→ Records shown
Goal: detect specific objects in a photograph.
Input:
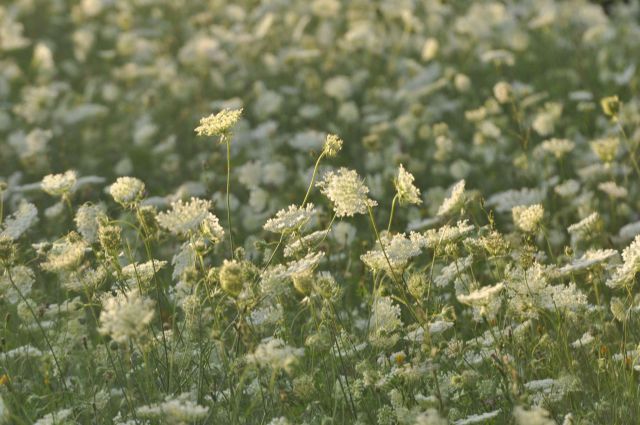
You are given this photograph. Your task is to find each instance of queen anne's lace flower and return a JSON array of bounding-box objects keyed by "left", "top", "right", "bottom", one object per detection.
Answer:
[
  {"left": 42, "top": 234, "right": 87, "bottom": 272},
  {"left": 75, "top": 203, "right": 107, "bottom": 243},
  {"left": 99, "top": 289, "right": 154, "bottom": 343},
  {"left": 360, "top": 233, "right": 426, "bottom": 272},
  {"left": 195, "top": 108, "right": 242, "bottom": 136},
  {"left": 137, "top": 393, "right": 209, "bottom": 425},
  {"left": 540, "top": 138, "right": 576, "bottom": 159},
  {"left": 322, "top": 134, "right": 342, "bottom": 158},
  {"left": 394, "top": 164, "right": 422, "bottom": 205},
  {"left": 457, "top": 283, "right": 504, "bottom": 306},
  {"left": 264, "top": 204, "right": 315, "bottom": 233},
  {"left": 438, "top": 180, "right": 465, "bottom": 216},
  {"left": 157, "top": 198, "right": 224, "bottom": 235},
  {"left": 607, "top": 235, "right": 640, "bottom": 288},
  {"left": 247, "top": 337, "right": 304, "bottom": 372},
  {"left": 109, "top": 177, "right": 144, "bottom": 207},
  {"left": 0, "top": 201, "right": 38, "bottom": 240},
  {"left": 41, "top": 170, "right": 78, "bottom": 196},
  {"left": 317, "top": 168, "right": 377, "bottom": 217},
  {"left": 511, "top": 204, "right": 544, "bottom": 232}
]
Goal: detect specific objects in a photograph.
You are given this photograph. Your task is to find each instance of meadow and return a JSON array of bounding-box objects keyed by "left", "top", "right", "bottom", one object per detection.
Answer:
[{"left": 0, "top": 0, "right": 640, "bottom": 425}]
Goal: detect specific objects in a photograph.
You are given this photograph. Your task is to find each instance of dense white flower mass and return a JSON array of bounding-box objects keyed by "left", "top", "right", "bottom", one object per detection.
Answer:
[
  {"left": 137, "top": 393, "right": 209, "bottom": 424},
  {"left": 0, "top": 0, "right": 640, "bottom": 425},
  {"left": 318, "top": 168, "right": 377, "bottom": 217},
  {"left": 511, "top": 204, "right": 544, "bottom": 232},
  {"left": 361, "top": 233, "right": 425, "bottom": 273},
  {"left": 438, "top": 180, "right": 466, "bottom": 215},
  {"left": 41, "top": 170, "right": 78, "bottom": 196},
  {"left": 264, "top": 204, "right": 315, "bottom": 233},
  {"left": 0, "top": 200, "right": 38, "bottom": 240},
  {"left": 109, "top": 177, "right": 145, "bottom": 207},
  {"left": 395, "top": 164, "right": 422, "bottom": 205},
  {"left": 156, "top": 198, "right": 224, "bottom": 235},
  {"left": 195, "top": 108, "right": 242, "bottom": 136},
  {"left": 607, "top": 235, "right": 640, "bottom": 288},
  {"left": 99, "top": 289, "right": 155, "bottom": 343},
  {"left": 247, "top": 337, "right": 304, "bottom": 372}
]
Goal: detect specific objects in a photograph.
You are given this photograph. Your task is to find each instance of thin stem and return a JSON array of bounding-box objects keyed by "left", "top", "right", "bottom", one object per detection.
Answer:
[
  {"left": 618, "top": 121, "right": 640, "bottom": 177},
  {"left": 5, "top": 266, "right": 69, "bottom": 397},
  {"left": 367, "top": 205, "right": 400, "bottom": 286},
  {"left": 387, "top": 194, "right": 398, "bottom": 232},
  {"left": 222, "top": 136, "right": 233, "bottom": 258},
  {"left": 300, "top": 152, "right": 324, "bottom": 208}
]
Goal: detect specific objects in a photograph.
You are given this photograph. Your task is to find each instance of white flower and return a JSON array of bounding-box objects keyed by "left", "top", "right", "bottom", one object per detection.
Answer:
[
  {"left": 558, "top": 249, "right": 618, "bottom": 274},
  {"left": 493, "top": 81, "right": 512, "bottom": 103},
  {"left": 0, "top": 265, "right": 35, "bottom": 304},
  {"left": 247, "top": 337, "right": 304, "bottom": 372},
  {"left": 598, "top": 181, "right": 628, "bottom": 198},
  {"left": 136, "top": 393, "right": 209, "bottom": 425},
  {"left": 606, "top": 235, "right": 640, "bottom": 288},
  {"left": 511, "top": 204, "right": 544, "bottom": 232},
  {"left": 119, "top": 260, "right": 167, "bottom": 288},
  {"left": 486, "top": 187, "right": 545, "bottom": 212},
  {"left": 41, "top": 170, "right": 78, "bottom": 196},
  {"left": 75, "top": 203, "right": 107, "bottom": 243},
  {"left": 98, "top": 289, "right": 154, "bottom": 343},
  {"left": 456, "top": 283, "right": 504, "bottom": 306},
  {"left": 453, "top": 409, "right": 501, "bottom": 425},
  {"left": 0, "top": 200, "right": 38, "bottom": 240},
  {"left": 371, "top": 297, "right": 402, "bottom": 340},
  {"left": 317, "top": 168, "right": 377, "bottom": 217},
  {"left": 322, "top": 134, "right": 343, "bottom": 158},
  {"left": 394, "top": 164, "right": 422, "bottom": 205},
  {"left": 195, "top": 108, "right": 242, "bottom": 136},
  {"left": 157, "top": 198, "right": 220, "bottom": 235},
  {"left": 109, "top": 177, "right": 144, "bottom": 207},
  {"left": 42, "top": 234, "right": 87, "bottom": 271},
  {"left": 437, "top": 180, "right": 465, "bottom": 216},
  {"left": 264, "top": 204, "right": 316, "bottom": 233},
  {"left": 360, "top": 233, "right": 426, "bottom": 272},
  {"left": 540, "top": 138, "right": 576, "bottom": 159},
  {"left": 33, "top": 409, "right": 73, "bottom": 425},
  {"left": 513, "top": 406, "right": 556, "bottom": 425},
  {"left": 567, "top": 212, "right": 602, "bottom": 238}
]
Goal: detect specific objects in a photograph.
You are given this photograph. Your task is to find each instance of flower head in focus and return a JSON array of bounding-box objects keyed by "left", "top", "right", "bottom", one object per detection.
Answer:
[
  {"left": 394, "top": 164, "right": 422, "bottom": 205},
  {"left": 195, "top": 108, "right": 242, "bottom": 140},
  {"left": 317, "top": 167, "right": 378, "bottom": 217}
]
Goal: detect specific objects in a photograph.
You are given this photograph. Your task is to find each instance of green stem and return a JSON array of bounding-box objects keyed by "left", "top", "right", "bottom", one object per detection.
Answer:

→ What to work on
Pull out each line of the items above that contains the word "Your", and copy those lines in full.

→ Reply
You are given this photograph. Your task is to find each instance of queen anne's lace flower and return a JSON array of bounding-box objects keyed by "left", "top", "right", "bottom", one object per detection.
You are given this photograph. Your task is to find each instance of meadow and return a JSON array of bounding-box objects keyed by "left", "top", "right", "bottom", one object per detection.
You are given this photograph. Your task is to find each instance of dense white flower mass and return a JSON array of bounding-box objects keyed by "left", "top", "right", "bottom", one object per detection.
You are given this photograph. Your task is to find each instance of thin stem and return a JSON array of bounding-box objects keyed by "left", "top", "right", "bottom", one object per detection.
You are given this photograph. Your task is to find each instance of white flower and return a JSON array of bounding-box objects keyed by "left", "top", "right", "bottom", one object per detection.
You are given this photograph. Your task is to find each instance of flower head in focus and return a JSON array of bounding-box objects keyed by "left", "top", "right", "bottom", one object per detection.
You are given this photograph. Your task is to find each instance of green stem and return a JSON array of bounding-box objects keyed by "left", "top", "right", "bottom", one object per detection.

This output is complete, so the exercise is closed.